The two $_POST commands do not seem to be working, since in the database these values are blank.  I use the same code for a standard form I have and it works fine.  So would the $_POST commands work differently atfer being spawned by a javascript?

 

Just cannot figure it out.

 

Thanks,

 

Texman

[discomatt]

I dont see you checking to see if the form has been submitted :|

[tibberous]

Lol... the $_POST command...

[texmansru47]

discomatt,

 

Please elaborate.  I'm a newbie to php and javascripting so any insight would be greatly appreciated.

 

Thanks,

 

Texman

[DarkWater]

How come you have '' around ALL of your array keys except the two $_POST ones?

[texmansru47]

Do you mean the single '?  I read that somewhere to do that... not sure why.  I'm self teaching myself php so I gather my data from tutorials, books and and these forums.  I see what the problem seems to be is that when the popup is opened, I get a record in my database without even typing in data.  Anyone had a cure for that?

 

Sound even crazier than my first question. 

 

But it seems when the popup entry form is opened, it generates a record... with blanks for my two values required. 

[DarkWater]

Because you don't check to see if the form was actually submitted in your PHP code. =/

[texmansru47]

OK... How would I do that?  Again, I'm new to this and I have not come across this yet.

──────────────────────────────

### WHAT IS ASKED
a: Reproduce the portion of the PHP forum thread starting at the words "The two $_POST commands" and ending after the words "by a javascript?".
b: Continue the forum thread about the PHP popup form from the point at which it stops.

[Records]

──────────────────────────────

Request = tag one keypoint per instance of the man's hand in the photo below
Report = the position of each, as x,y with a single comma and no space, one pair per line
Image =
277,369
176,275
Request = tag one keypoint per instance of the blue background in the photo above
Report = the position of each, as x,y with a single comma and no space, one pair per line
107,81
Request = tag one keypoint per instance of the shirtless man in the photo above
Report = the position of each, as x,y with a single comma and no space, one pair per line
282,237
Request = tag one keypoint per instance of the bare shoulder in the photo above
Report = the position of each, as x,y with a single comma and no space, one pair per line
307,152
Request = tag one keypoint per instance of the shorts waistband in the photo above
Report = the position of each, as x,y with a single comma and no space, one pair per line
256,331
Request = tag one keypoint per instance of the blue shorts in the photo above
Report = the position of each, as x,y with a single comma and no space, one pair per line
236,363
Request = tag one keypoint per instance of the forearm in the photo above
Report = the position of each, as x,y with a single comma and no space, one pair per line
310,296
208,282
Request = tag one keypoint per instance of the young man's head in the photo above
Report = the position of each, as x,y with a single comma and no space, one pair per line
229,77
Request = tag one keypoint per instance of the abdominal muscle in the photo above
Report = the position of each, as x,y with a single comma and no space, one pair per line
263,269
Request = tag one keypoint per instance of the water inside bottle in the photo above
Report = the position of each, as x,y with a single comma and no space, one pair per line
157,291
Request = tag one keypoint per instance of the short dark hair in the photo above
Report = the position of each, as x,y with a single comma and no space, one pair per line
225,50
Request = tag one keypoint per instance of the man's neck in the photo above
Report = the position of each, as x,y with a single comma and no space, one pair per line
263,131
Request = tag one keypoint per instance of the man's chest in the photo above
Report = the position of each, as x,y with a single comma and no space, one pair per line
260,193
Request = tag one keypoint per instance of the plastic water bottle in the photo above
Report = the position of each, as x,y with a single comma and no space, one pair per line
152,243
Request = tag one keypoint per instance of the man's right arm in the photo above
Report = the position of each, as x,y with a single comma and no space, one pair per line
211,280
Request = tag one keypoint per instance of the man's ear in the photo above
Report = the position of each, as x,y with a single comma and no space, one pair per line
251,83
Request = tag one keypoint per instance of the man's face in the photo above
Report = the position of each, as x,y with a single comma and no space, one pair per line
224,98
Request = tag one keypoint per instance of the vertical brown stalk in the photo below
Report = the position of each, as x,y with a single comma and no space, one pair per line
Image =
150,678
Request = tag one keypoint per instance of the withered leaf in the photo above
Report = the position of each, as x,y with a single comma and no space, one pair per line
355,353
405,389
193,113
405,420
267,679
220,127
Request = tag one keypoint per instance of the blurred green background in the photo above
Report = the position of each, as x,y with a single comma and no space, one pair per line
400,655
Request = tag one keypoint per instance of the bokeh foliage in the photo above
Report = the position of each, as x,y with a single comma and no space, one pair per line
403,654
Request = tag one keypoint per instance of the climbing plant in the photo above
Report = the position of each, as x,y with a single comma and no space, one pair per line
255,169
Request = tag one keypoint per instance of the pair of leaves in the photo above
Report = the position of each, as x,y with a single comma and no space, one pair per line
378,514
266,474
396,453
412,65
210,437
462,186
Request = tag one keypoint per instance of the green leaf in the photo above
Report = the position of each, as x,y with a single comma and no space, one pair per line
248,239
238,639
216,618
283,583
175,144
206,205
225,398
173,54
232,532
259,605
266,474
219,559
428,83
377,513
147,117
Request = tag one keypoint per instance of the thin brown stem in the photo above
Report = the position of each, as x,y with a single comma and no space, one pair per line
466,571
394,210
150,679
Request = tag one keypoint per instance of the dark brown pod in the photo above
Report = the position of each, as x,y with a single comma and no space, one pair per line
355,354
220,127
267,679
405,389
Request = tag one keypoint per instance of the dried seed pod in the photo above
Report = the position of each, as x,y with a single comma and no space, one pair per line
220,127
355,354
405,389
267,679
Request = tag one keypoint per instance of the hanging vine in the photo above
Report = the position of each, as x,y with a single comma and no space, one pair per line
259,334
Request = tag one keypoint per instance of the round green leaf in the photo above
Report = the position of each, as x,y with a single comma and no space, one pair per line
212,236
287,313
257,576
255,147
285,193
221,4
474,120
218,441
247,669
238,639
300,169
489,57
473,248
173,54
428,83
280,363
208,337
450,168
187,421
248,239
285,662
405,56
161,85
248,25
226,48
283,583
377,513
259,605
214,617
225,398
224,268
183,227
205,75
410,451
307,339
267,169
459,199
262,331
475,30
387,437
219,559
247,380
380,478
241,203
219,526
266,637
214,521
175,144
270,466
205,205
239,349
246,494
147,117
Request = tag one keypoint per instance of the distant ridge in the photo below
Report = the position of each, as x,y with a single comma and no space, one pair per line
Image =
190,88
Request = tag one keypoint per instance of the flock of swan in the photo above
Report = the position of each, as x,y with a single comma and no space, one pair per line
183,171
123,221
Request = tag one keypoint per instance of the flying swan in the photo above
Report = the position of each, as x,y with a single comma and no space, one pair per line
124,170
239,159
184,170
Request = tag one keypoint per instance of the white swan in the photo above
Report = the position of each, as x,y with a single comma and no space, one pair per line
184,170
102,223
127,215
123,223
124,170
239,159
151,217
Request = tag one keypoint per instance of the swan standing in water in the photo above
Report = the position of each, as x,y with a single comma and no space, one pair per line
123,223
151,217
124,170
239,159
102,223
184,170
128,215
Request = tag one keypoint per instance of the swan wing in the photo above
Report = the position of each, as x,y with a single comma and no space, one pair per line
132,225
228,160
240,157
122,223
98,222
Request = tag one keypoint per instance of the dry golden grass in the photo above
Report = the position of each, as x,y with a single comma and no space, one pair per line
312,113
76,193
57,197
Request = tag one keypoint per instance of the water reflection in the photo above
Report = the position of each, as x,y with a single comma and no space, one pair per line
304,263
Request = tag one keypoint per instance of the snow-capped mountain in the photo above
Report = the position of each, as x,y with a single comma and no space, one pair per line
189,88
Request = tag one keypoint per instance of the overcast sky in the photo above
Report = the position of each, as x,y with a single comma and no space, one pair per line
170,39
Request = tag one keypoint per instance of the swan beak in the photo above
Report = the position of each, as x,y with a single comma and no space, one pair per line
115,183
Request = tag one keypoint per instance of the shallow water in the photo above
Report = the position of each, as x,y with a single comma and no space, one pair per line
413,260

──────────────────────────────

### RESULTS OF THE TASKS
a:
The two $_POST commands do not seem to be working, since in the database these values are blank.  I use the same code for a standard form I have and it works fine.  So would the $_POST commands work differently atfer being spawned by a javascript?

b:
 

Texman

[DarkWater]

if (isset($_POST['submit'])) {

  //Your code here

}

 

Also, change:

<td><input type="submit" value="Submit" /></td>

 

To:

<td><input type="submit" value="Submit" name="submit" /></td>

[texmansru47]

just to make sure what you are saying is for:

 

if (isset($_POST['submit'])) {
   //Your code here
}

 

I would place that before my sql queries and INSERT?

 

 

[DarkWater]

You'd place it AROUND the whole thing.

 

if (isset($_POST['submit'])) {

  //some code

  //insert query

  //anything else, blah blah blah

}

[texmansru47]

Well I placed it just after the <? php start call and the final } bracket before the ?> tag.  Not nothing is being added to my database.  I take it that this is working then?

 

 

[DarkWater]

Did you make that change to the <input> tag that I mentioned?  And yes, I think it's working. =P

[texmansru47]

Yes I did.  So I believe I have a form that is not working correctly.  Any suggestions as to where I should start to look for solutions?

[DarkWater]

Show me your full, current code please?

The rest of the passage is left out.